:: Segmentation mask data ::
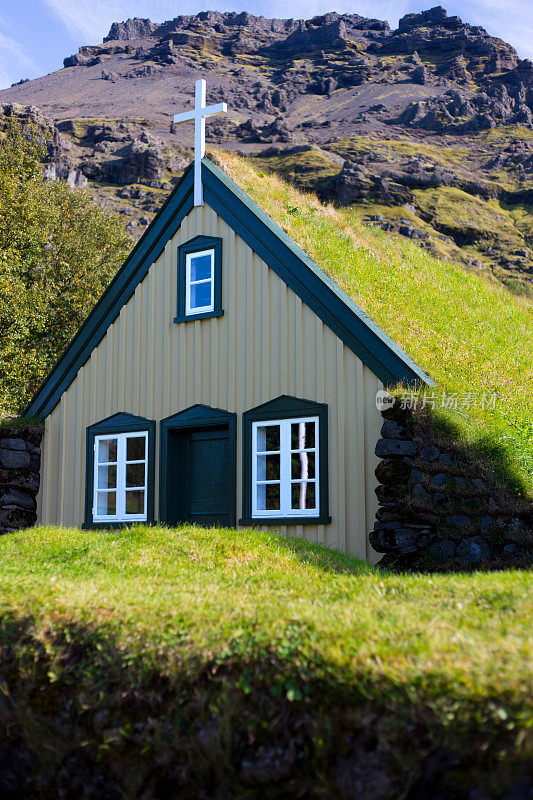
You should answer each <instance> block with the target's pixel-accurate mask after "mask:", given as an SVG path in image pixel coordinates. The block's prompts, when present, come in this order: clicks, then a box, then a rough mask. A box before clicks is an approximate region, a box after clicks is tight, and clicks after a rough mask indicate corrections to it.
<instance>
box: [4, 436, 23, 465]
mask: <svg viewBox="0 0 533 800" xmlns="http://www.w3.org/2000/svg"><path fill="white" fill-rule="evenodd" d="M3 441H9V440H6V439H4V440H3ZM29 466H30V454H29V453H28V451H27V450H8V449H6V448H4V447H0V467H4V468H5V469H28V467H29Z"/></svg>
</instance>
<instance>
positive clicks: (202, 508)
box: [185, 430, 230, 525]
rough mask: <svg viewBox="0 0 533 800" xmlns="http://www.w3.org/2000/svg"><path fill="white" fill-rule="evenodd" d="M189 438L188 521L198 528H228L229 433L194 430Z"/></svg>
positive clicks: (187, 513)
mask: <svg viewBox="0 0 533 800" xmlns="http://www.w3.org/2000/svg"><path fill="white" fill-rule="evenodd" d="M187 438H188V441H187V481H186V487H185V494H186V507H187V520H188V521H189V522H194V523H196V524H197V525H229V513H230V508H229V506H230V497H229V489H230V487H229V460H228V459H229V441H228V432H227V430H198V431H191V432H190V433H189V434H188V437H187Z"/></svg>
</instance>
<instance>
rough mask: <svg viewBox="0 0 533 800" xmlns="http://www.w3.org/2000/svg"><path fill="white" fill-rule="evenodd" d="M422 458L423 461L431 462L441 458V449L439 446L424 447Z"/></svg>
mask: <svg viewBox="0 0 533 800" xmlns="http://www.w3.org/2000/svg"><path fill="white" fill-rule="evenodd" d="M420 458H421V460H422V461H426V462H428V463H431V462H432V461H436V460H437V459H438V458H440V450H439V449H438V448H437V447H424V448H423V449H422V450H421V452H420Z"/></svg>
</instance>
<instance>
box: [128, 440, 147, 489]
mask: <svg viewBox="0 0 533 800" xmlns="http://www.w3.org/2000/svg"><path fill="white" fill-rule="evenodd" d="M145 445H146V440H145V438H144V436H129V437H128V438H127V439H126V461H143V460H144V449H145ZM143 483H144V481H143ZM137 485H138V484H137Z"/></svg>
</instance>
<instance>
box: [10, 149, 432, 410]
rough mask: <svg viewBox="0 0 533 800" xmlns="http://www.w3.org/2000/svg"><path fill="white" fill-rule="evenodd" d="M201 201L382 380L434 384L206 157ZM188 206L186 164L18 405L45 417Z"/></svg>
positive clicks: (262, 210) (132, 294)
mask: <svg viewBox="0 0 533 800" xmlns="http://www.w3.org/2000/svg"><path fill="white" fill-rule="evenodd" d="M202 175H203V182H204V199H205V202H206V203H208V204H209V205H210V206H211V207H212V208H213V209H214V210H215V211H216V212H217V213H218V214H219V215H220V216H221V217H222V219H224V220H225V222H227V223H228V225H230V226H231V227H232V228H233V230H234V231H235V232H236V233H237V234H238V235H239V236H241V238H242V239H243V240H244V241H245V242H246V243H247V244H248V245H249V246H250V247H251V248H252V249H253V250H254V251H255V252H256V253H257V254H258V255H259V256H260V257H261V258H262V259H263V261H265V262H266V263H267V264H268V266H269V267H270V268H271V269H272V270H274V272H275V273H276V274H277V275H278V276H279V277H280V278H281V279H282V280H283V281H285V283H286V284H287V286H289V287H290V288H291V289H292V290H293V291H294V292H295V293H296V294H297V295H298V296H299V297H300V299H301V300H302V301H303V302H304V303H305V304H306V305H308V306H309V308H311V309H312V310H313V311H314V312H315V314H317V315H318V316H319V317H320V319H321V320H322V321H323V322H324V323H325V324H326V325H328V327H329V328H331V330H332V331H333V332H334V333H335V334H336V335H337V336H338V337H339V338H340V339H341V340H342V341H343V342H344V344H346V346H347V347H349V348H350V350H352V351H353V352H354V353H355V354H356V355H357V356H358V357H359V358H360V359H361V361H363V363H364V364H366V365H367V366H368V367H369V369H371V370H372V371H373V372H374V373H375V374H376V375H377V376H378V378H380V380H382V381H383V382H384V383H385V384H394V383H397V382H401V383H407V384H412V383H420V382H422V383H426V384H428V385H429V386H434V385H435V383H434V381H433V380H432V378H430V377H429V376H428V375H426V373H425V372H424V371H423V370H422V369H421V368H420V367H419V366H418V365H417V364H415V362H414V361H413V360H412V359H411V358H410V357H409V356H408V355H407V354H406V353H405V352H404V351H403V350H402V349H401V348H400V347H398V345H397V344H395V342H393V341H392V339H391V338H390V337H389V336H387V335H386V334H385V333H384V332H383V331H382V330H381V328H379V327H378V325H376V323H375V322H374V321H373V320H372V319H370V317H368V316H367V315H366V314H365V313H364V311H363V310H362V309H360V308H359V306H357V305H356V304H355V303H354V302H353V300H352V299H351V298H350V297H348V295H347V294H346V293H345V292H343V291H342V289H341V288H340V287H339V286H337V284H336V283H335V281H334V280H333V279H332V278H330V277H329V275H327V274H326V273H325V272H324V271H323V270H321V269H320V267H318V266H317V265H316V264H315V263H314V261H312V259H311V258H309V256H308V255H306V253H304V251H303V250H302V249H301V248H300V247H298V245H297V244H296V243H295V242H293V241H292V239H291V238H290V237H289V236H287V234H286V233H285V232H284V231H283V230H282V229H281V228H280V227H279V225H276V223H275V222H274V221H273V220H272V219H270V217H269V216H268V215H267V214H266V213H265V212H264V211H263V210H262V209H261V208H259V206H258V205H257V204H256V203H254V202H253V200H251V199H250V198H249V197H248V196H247V195H246V194H245V192H243V190H242V189H241V188H240V187H239V186H237V184H236V183H234V182H233V181H232V180H231V179H230V178H229V177H228V176H227V175H226V174H225V172H224V171H223V170H222V169H220V167H217V166H216V165H215V164H213V163H212V162H211V161H209V160H208V159H207V158H204V160H203V164H202ZM192 208H193V170H192V164H191V165H190V166H189V167H188V168H187V169H186V170H185V172H184V174H183V176H182V178H181V180H180V182H179V183H178V185H177V186H176V188H175V189H174V190H173V192H172V193H171V195H170V196H169V198H168V200H167V201H166V203H165V204H164V205H163V207H162V208H161V210H160V211H159V213H158V214H157V215H156V217H155V219H154V220H153V222H152V224H151V225H150V226H149V227H148V229H147V230H146V232H145V233H144V235H143V236H142V238H141V239H140V240H139V242H138V243H137V245H136V246H135V248H134V249H133V250H132V252H131V253H130V255H129V256H128V258H127V259H126V261H125V263H124V265H123V266H122V267H121V269H120V270H119V271H118V272H117V274H116V275H115V277H114V278H113V280H112V281H111V283H110V284H109V286H108V288H107V289H106V291H105V292H104V294H103V295H102V297H101V298H100V300H99V301H98V303H97V304H96V305H95V307H94V309H93V310H92V312H91V313H90V314H89V316H88V317H87V319H86V320H85V322H84V324H83V325H82V326H81V328H80V330H79V331H78V333H77V334H76V335H75V336H74V338H73V340H72V342H71V343H70V345H69V346H68V347H67V349H66V350H65V352H64V353H63V355H62V356H61V358H60V359H59V361H58V362H57V364H56V365H55V367H54V368H53V370H52V371H51V372H50V374H49V375H48V377H47V378H46V379H45V380H44V381H43V383H42V384H41V386H40V387H39V389H38V390H37V392H36V393H35V395H34V397H33V399H32V400H31V402H30V403H29V405H28V406H27V408H26V409H25V410H24V416H27V417H40V418H41V419H43V418H45V417H47V416H48V414H50V412H51V411H52V410H53V409H54V408H55V406H56V405H57V403H58V402H59V400H60V398H61V395H62V394H63V392H65V391H66V390H67V389H68V387H69V386H70V384H71V383H72V381H73V380H74V378H75V377H76V375H77V373H78V371H79V369H80V368H81V367H82V366H83V365H84V364H85V362H86V361H87V360H88V358H89V357H90V355H91V353H92V351H93V350H94V348H95V347H96V346H97V345H98V344H99V343H100V341H101V340H102V339H103V337H104V335H105V333H106V331H107V329H108V327H109V326H110V325H111V324H112V323H113V322H114V321H115V319H116V318H117V317H118V315H119V313H120V310H121V309H122V307H123V306H124V305H125V304H126V303H127V302H128V300H129V299H130V298H131V296H132V295H133V293H134V292H135V289H136V288H137V286H138V285H139V283H141V281H142V280H143V279H144V278H145V277H146V275H147V273H148V270H149V269H150V267H151V265H152V264H153V263H154V261H156V260H157V258H159V256H160V255H161V253H162V252H163V250H164V248H165V245H166V243H167V242H168V240H169V239H170V238H171V237H172V236H173V235H174V233H175V232H176V231H177V229H178V228H179V226H180V225H181V222H182V220H183V219H184V217H186V216H187V214H188V213H189V212H190V211H191V210H192Z"/></svg>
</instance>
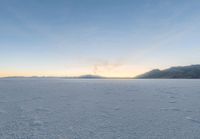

:: AIM OF THE TASK ::
The output is the lines from the start of the data above through the line containing "438L188 521L198 528H228L229", unchanged, with any picture left out.

:: OUTPUT FOR THIS TASK ::
You should answer each <instance> block with the target's pixel-accurate mask after "mask:", given as an SVG path in image pixel coordinates. The block's prompts, when present, come in this order: clicks, then a box, then a rough mask. A box before clicks is an approximate region, a box after clicks is tight, and clicks after a rough mask indicate corrections to it.
<instance>
box: [4, 436, 23, 465]
mask: <svg viewBox="0 0 533 800" xmlns="http://www.w3.org/2000/svg"><path fill="white" fill-rule="evenodd" d="M3 441H9V440H6V439H4V440H3ZM29 466H30V454H29V453H28V451H27V450H8V449H6V448H4V447H0V467H4V468H5V469H28V467H29Z"/></svg>
</instance>
<instance>
positive clicks: (202, 508)
box: [185, 430, 230, 525]
rough mask: <svg viewBox="0 0 533 800" xmlns="http://www.w3.org/2000/svg"><path fill="white" fill-rule="evenodd" d="M189 438L188 521L198 528H228L229 433L194 430Z"/></svg>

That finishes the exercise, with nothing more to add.